- **Stored records**
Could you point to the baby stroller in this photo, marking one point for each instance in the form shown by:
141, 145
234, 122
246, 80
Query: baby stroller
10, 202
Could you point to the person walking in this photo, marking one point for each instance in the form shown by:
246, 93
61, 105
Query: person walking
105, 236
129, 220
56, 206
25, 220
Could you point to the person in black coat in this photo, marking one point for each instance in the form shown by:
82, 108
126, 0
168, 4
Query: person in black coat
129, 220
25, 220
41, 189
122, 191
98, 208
* * *
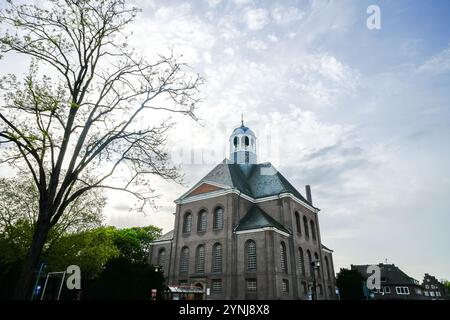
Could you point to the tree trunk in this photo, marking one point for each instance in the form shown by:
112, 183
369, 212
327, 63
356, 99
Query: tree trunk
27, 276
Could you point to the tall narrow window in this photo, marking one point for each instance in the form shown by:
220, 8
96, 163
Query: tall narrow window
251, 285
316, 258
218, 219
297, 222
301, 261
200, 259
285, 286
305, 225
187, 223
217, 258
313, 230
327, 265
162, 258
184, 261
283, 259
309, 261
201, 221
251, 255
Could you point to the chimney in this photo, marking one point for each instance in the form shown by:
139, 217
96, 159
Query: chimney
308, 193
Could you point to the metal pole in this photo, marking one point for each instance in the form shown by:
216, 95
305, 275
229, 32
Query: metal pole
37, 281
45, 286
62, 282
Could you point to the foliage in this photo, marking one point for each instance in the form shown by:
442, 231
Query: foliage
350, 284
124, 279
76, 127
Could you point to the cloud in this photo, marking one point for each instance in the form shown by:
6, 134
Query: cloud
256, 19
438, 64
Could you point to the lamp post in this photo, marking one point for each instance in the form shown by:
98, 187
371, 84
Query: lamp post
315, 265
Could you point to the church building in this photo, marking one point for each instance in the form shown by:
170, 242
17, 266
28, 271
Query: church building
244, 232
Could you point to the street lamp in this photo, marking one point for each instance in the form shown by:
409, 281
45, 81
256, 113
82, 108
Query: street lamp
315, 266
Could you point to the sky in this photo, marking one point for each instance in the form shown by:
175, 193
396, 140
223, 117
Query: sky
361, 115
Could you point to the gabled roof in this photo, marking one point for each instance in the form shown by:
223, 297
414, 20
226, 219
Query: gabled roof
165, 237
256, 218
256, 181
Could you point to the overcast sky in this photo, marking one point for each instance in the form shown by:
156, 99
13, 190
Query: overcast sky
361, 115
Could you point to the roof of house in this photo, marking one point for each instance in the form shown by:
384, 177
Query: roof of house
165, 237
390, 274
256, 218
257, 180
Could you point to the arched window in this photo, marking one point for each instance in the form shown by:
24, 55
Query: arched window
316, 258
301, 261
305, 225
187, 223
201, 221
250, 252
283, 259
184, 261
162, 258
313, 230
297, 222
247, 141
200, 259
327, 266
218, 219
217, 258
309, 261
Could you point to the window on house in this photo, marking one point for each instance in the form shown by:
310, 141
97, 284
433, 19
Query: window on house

- **The request**
Locate each line in the listing above that contains the word "church", and copy those lines out in full.

- **Result of this exercise**
Could you point to the church building in this photo, marking one point for each instance in the form shown by:
Query: church building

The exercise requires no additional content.